◆ **RECORDS PROVIDED**:
☆ ☆ ☆ ☆ ☆ ☆ ☆
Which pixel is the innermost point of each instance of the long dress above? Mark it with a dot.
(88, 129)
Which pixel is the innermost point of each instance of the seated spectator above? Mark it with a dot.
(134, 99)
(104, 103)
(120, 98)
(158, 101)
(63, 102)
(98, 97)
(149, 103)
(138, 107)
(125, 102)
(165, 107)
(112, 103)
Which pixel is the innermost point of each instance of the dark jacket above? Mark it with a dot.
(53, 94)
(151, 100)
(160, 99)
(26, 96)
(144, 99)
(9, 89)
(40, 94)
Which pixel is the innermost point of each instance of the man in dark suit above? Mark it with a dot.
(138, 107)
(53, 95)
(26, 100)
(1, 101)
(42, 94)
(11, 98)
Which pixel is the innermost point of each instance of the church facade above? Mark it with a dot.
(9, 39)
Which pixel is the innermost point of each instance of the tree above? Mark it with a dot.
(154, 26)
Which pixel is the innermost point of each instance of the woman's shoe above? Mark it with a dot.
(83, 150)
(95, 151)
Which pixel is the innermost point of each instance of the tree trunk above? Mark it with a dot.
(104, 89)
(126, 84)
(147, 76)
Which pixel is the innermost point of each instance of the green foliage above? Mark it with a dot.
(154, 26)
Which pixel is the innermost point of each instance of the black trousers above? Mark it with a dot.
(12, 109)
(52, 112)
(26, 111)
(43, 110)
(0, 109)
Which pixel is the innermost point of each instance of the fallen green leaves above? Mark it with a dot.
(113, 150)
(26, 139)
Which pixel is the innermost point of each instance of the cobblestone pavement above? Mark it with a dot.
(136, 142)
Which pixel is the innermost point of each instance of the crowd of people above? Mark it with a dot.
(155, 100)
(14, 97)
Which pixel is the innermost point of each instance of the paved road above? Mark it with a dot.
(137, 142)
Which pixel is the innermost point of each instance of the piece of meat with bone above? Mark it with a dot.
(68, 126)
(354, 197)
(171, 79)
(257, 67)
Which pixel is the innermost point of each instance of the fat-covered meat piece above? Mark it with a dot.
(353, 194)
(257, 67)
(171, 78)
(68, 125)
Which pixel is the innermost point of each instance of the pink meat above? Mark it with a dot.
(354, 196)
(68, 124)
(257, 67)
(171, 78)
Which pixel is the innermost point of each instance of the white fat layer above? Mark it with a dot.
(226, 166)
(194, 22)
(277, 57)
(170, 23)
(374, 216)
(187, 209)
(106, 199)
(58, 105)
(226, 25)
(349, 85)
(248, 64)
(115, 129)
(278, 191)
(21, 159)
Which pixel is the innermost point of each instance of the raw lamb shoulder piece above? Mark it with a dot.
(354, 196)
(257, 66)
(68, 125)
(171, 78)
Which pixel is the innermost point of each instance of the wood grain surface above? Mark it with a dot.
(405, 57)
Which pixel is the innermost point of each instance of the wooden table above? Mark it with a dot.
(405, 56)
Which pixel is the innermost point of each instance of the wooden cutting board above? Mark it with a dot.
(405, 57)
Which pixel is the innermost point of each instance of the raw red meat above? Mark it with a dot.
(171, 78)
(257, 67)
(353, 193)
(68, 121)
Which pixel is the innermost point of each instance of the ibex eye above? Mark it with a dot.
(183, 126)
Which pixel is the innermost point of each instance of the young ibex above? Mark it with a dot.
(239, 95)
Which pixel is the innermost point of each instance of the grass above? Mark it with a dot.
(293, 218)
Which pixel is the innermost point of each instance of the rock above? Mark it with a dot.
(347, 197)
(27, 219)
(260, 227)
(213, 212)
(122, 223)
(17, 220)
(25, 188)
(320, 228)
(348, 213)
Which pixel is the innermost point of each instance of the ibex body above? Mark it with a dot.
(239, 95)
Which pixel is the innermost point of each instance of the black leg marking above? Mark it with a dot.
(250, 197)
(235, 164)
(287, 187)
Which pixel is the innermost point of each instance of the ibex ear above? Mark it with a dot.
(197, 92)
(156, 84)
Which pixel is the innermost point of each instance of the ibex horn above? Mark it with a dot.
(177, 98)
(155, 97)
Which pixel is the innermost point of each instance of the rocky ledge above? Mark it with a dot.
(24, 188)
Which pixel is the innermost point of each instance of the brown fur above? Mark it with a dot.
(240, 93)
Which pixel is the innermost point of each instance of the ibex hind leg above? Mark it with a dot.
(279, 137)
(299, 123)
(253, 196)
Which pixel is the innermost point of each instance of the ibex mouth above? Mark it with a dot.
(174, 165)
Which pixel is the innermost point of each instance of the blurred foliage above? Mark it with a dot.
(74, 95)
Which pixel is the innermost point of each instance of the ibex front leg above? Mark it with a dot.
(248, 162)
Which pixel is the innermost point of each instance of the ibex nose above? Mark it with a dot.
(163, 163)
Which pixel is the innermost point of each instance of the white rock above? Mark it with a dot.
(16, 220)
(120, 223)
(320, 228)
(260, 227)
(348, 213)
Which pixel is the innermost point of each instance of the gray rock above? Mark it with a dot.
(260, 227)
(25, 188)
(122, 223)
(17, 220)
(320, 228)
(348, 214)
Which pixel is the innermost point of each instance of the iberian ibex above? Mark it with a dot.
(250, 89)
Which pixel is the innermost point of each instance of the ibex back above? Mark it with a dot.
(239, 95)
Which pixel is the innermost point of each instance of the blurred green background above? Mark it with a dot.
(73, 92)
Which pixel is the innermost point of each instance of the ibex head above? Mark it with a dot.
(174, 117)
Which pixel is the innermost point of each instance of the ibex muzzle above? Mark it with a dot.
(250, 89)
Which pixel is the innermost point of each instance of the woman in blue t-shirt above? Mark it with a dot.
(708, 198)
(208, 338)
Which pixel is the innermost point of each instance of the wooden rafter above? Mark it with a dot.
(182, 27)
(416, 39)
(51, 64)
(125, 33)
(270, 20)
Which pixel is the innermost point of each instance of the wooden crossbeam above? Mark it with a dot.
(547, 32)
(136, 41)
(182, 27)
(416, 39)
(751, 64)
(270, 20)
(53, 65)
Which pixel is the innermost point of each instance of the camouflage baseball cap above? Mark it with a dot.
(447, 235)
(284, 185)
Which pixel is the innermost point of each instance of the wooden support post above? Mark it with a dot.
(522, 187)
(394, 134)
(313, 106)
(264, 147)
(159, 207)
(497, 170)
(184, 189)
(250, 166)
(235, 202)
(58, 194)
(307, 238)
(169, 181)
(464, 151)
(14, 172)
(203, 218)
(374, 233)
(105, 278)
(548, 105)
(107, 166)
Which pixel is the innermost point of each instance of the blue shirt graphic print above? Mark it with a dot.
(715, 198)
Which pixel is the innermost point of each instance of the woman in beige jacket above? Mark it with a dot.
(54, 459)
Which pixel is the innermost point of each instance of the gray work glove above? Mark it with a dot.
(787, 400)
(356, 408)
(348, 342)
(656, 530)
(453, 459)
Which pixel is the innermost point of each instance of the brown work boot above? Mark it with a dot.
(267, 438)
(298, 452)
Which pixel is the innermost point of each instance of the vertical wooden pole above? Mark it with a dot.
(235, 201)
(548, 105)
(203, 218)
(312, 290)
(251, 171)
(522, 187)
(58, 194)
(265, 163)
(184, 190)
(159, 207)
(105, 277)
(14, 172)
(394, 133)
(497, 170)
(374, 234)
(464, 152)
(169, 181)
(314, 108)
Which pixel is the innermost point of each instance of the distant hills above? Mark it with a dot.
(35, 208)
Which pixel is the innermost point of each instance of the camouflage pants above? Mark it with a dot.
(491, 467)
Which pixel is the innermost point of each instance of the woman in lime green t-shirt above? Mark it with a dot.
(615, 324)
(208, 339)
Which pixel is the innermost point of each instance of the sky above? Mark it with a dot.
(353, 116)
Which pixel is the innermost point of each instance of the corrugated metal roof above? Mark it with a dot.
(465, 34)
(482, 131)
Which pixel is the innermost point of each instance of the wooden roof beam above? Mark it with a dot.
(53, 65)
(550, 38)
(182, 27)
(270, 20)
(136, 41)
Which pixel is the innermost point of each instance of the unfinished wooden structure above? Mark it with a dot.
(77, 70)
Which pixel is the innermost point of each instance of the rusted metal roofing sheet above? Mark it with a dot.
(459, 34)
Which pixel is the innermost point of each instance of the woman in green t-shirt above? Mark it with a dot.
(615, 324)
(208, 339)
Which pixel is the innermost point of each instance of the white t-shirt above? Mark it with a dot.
☆ ☆ ☆ ☆ ☆ ☆ ☆
◆ **TASK DIRECTIONS**: The required output is the exact run of lines from the one with "boot above? Mark it with a dot." through the final line of the entries.

◆ **FINAL ANSWER**:
Which pixel is the innermost point of each instance of the brown work boot above? Mark it with a dot.
(267, 438)
(298, 452)
Which pixel is the innermost point of each instance of the vertical wooden pole above? Mark it with a dot.
(235, 201)
(548, 105)
(203, 218)
(312, 290)
(251, 171)
(522, 187)
(58, 194)
(265, 163)
(184, 190)
(159, 207)
(105, 277)
(14, 172)
(394, 133)
(497, 170)
(374, 234)
(464, 152)
(169, 181)
(314, 108)
Which pixel is the innermost point of each instance of the distant hills above? Mark it with a dot.
(35, 208)
Which pixel is the innermost point of each instance of the camouflage pants above? Mark it with a dot.
(491, 467)
Which pixel is the innermost point of each instance of the woman in lime green t-shirt above? Mark it with a dot.
(615, 324)
(208, 339)
Which pixel is the innermost point of each instance of the sky above? Mark it with a dot.
(353, 116)
Which pixel is the innermost point of each instance of the corrugated metal roof above? Mark it with a dot.
(465, 34)
(482, 131)
Which pixel is the innermost point of each instance of the wooden roof beam above? Mark it with a dot.
(53, 65)
(550, 38)
(182, 27)
(270, 20)
(136, 41)
Which pixel is the innermost point of each instance of the unfinished wooden structure above? Mark it with a dot.
(77, 70)
Which pixel is the innermost point of each instance of the rusted metal roofing sheet above? Mark it with a dot.
(459, 34)
Which pixel is the innermost point of each instance of the woman in green t-shirt above? Mark it with a dot.
(615, 324)
(208, 339)
Which pixel is the innermost point of each instance of the white t-shirt above? Mark it with a dot.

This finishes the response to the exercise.